▶ **How to complete this task**:
Once you have read the entries below, repeat all of them exactly.
++++++++++
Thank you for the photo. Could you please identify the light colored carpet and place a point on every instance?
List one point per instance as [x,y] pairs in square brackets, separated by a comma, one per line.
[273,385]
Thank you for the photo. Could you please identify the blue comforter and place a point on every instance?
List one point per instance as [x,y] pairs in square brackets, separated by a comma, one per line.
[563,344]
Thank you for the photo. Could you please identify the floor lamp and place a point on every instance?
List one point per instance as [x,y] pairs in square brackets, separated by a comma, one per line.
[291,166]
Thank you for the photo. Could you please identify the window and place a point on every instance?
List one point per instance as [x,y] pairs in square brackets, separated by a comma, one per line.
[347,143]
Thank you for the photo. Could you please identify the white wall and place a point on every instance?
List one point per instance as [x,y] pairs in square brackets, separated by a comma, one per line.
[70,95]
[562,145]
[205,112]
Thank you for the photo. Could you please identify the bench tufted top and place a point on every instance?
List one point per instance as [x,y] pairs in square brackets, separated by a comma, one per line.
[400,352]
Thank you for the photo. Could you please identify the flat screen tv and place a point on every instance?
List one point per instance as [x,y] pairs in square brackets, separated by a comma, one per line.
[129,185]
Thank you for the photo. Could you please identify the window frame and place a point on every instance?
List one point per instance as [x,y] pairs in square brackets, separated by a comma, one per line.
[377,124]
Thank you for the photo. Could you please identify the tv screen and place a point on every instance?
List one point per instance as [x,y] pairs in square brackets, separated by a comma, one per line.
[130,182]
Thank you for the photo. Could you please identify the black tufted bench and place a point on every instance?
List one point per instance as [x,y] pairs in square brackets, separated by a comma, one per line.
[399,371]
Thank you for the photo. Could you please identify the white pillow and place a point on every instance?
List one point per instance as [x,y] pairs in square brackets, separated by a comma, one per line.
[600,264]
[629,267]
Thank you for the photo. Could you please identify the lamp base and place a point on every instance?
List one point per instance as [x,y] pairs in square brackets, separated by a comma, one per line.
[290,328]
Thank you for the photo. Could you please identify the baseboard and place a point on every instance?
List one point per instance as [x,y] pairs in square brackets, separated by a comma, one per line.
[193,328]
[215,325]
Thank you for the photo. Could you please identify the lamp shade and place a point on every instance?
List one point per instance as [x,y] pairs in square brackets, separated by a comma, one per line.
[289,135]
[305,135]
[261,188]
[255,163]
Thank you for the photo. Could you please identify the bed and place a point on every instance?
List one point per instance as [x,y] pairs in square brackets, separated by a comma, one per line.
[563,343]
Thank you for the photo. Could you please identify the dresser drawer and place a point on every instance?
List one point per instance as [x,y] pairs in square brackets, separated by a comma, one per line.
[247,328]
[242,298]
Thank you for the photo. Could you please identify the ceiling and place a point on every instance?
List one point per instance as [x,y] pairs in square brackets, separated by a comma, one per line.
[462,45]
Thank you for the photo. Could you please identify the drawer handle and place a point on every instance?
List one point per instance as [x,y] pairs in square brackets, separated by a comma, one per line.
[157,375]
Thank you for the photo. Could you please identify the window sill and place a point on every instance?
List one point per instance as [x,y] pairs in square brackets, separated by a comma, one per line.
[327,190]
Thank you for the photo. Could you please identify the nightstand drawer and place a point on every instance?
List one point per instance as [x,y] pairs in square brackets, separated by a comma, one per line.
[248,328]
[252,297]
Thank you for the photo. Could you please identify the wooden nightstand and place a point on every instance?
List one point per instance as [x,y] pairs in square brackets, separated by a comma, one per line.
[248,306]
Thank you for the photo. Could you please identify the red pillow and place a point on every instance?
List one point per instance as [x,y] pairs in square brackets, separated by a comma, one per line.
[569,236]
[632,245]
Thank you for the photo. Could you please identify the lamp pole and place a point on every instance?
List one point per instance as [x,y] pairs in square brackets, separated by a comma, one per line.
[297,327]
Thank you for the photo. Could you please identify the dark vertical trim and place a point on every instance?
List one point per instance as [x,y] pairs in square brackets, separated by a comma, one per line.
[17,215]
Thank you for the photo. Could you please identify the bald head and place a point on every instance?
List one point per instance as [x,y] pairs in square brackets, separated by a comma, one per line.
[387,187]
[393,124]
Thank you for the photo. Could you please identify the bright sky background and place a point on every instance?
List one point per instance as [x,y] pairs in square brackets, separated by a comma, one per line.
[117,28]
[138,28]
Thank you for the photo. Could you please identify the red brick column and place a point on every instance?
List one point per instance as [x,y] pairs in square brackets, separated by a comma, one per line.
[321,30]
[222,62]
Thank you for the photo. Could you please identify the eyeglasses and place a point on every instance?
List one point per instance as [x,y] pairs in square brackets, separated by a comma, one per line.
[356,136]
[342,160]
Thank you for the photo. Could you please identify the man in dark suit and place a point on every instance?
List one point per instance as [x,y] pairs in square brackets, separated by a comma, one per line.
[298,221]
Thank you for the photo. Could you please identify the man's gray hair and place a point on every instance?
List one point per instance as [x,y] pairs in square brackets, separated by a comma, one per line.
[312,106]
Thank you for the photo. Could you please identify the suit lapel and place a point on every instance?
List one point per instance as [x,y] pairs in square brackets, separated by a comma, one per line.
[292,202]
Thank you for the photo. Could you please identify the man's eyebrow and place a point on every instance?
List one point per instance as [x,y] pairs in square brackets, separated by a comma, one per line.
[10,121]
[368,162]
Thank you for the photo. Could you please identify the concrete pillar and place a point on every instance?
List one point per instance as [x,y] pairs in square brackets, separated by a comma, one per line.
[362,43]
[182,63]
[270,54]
++++++++++
▶ **Response below**:
Thank you for the photo. Could you please identify the light colored carpet and place a point on every instance?
List one point per instance as [x,y] pairs in square brackets, separated by a comma, one per line.
[273,385]
Thank you for the photo. Could you please identify the blue comforter and place a point on every instance?
List one point per instance as [x,y] pairs in square brackets, separated by a comma, one per line.
[563,344]
Thank you for the photo. Could you please identify the floor lamp and place a point on every instance?
List one point per instance as [x,y] pairs in square brackets, separated by a comma, one per line.
[291,166]
Thank you for the photo. Could you please identify the window and place a point on every instance?
List one point per instance as [x,y] pairs in square brackets, separated by a comma, one per line.
[347,143]
Thank you for the photo. Could you please identify the white wall and place a point on every instance?
List one point per instance as [x,y] pairs in square brackets, separated by a comma, one per line.
[70,95]
[562,145]
[205,112]
Thank you for the photo. Could you please identify the bench tufted top and place a point on every instance?
List one point per instance as [x,y] pairs in square brackets, separated by a comma, one per line.
[400,352]
Thank you for the photo. Could you please identify the flat screen tv and place a point on every instance?
List one point per instance as [x,y] pairs in square brackets, separated by a comma, one per line.
[129,185]
Thank you for the photo. Could you please identify the window frame and place a point on every instance?
List one point per instance as [x,y] pairs in square brackets, separated by a comma, one per line.
[377,124]
Thank you for the photo. Could you please identify the tv screen and place a point on every instance?
List one point per instance as [x,y] pairs in square brackets, separated by a comma, one per line.
[130,182]
Thank you for the photo. Could you please identify the black tufted bench and place a point on every instance?
List one point per instance as [x,y] pairs in square brackets, separated by a comma, one per line.
[399,371]
Thank you for the photo. Could you please identify the white pillow and place a point on every instance?
List one point per instance as [x,y] pairs in square brackets, separated by a comma, one per line.
[600,264]
[629,267]
Thank you for the photo. Could you please identify the lamp base and place a point on every instance?
List one point per instance as [x,y] pairs in square brackets, separated by a comma, one per line.
[290,328]
Thank you for the photo. Could you please identify the baseboard and place a point on every instance?
List one point per instance as [x,y] pairs in square brackets, separated by a comma, one per line.
[193,328]
[215,325]
Thank you for the photo. Could you please identify the lamp shade and place a point on every instance?
List one point per instance as [x,y] pairs in square brackets, separated by a comma, one per line.
[289,135]
[305,135]
[261,188]
[255,163]
Thank you for the photo. Could you please identify the bed and place a point on every instance?
List one point per instance as [x,y] pairs in square brackets, separated by a comma, one per line.
[563,343]
Thank you for the photo. Could you please identify the dresser drawer and place a point on every instance?
List one point per instance as [x,y] pairs in square brackets, separated by a comma, one per line.
[247,328]
[242,298]
Thank you for the photo. Could you please identify the ceiling and place a point on every instance?
List one point per instance as [x,y] pairs in square brackets, separated by a comma, one per line.
[462,45]
Thank you for the photo. Could you please identify the drawer handle and place a point on every instance?
List one point per instance as [x,y] pairs in square brackets, separated by a comma, one per line.
[157,375]
Thank you for the photo. Could you please identify the window sill and place a point on every instance?
List one point per instance as [x,y] pairs in square brackets, separated by a comma, one per line.
[327,190]
Thank you for the photo. Could you please identify the nightstand drawer and place a point on every instance?
List one point per instance as [x,y] pairs in square brackets, separated by a comma, one per line.
[248,328]
[252,297]
Thank you for the photo. Could you please identify the wooden nightstand and place a point on every instance?
List one point per instance as [x,y] pairs in square brackets, separated by a comma, one per line.
[248,306]
Thank you for the photo. Could you please identify the red pillow and place a point on every instance?
List one point per instance as [x,y] pairs in square brackets, separated by a comma, one per line.
[569,236]
[632,245]
Thank you for the photo. Could you please identify the lamp pole and place a point on every instance?
List one point per instance as [x,y] pairs in square brackets, separated by a comma, one per line.
[297,327]
Thank you for the photo. Could you please identify the dark vertical trim and place a point on every instance?
List one point per instance as [x,y] pairs in square brackets, separated by a comma, one per line.
[17,215]
Thank you for the photo. Could you please identify the bald head and place a point on every instance?
List one point per instance as [x,y] pairs in square brackets, separated by a comma, one per line.
[387,187]
[393,124]
Thank you for the photo. Could you please identify the bright sky background and place a point on every instance?
List one point per instance as [x,y] pairs in square brackets, separated by a comma, one per line.
[117,28]
[138,28]
Thank you for the photo. Could you please identify the red brick column and place a point on every instance?
List one point per instance as [x,y] pairs in square brackets, separated by a comma, one per line.
[321,30]
[222,62]
Thank you for the photo. Could you please identify the eyeglasses and place a point on every instance?
List one point per instance as [x,y] pairs in square brackets, separated by a comma, one per line.
[356,136]
[342,160]
Thank you for the photo. Could you please identify the man in dark suit and place a point on every instance?
List one point per instance as [x,y] pairs in square brackets, separated by a comma, one per line.
[298,221]
Thank you for the photo. Could you please identify the man's gray hair and place a point on every instance?
List one point per instance as [x,y] pairs in square brackets, separated by a comma, one per line.
[312,106]
Thank you for the photo. Could you please identify the suit lapel and place a point on every instance?
List one point per instance as [x,y] pairs in square brackets, separated by a comma, one per line.
[292,202]
Thank you for the photo. Could you please identify the man's eyebrow and place a point on every instance?
List one point per instance as [x,y] pairs in square brackets, separated by a comma, one per line.
[10,121]
[368,162]
Thank you for the photo. Could you please identify the concrete pillar and place a point on every instance?
List one point per instance as [x,y] pairs in square brackets, separated by a comma, one per line.
[362,43]
[182,63]
[270,54]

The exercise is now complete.